■ Extrait à lire
····················

La Cour de justice de l’Union européenne se prononce, en sa quatrième chambre, sur l’interprétation du champ d’application de la directive 98/26. Un titulaire de compte courant a ordonné le transfert de ses fonds vers un autre établissement bancaire peu avant l’ouverture d’une procédure d’insolvabilité. L’administrateur judiciaire a contesté l’exécution de cet ordre, tandis que le demandeur invoquait la protection spécifique prévue par le droit de l’Union.
Les juridictions lettonnes saisies au fond ont accueilli le recours du déposant, provoquant un pourvoi en cassation devant la Cour suprême de Lettonie. Cette dernière a alors saisi la juridiction européenne de deux questions préjudicielles relatives à la qualification juridique de la notion d’ordre de transfert. Le juge européen doit déterminer si l’instruction de paiement donnée par un client à sa banque bénéficie des dispositions protectrices contre l’insolvabilité. Il s’agit de savoir si la qualité de l’émetteur de l’ordre conditionne l’application du régime dérogatoire instauré pour sécuriser les systèmes de règlement.

····················

■ Consigne
Selon l'extrait à lire, quelle juridiction a posé deux questions préjudicielles à la Cour de justice de l'Union européenne ?

····················

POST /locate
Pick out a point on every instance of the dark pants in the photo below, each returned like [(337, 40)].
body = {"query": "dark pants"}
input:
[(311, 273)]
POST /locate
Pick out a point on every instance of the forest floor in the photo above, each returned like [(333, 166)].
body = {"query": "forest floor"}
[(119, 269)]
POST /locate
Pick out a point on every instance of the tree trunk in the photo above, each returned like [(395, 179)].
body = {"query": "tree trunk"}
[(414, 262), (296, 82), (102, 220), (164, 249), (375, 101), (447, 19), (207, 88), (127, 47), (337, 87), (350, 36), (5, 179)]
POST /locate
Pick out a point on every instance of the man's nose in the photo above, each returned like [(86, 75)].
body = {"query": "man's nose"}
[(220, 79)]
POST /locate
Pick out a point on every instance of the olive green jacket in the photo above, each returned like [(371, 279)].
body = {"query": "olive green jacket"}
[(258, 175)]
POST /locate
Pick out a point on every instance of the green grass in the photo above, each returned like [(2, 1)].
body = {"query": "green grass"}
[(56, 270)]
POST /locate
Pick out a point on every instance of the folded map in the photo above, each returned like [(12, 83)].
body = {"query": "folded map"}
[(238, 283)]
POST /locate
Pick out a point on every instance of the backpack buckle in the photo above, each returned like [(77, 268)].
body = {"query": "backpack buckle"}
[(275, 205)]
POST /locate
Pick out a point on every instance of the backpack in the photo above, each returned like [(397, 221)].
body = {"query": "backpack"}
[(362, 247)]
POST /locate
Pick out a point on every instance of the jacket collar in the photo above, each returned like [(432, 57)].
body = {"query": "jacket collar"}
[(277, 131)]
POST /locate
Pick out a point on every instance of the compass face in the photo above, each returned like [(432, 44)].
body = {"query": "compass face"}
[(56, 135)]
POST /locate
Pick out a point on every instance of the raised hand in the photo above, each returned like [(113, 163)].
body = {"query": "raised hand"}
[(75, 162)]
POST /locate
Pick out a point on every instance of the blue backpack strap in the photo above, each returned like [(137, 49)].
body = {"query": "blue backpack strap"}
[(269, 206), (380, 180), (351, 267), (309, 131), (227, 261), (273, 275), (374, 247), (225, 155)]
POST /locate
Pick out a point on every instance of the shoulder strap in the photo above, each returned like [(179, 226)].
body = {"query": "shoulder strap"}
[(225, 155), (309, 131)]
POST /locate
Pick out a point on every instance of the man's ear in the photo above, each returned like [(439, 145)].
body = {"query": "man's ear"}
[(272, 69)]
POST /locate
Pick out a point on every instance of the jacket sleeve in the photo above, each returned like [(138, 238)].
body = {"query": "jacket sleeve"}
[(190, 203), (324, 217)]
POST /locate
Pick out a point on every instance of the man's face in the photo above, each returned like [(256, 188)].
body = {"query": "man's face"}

····················

■ Corrigé
La Cour suprême de Lettonie.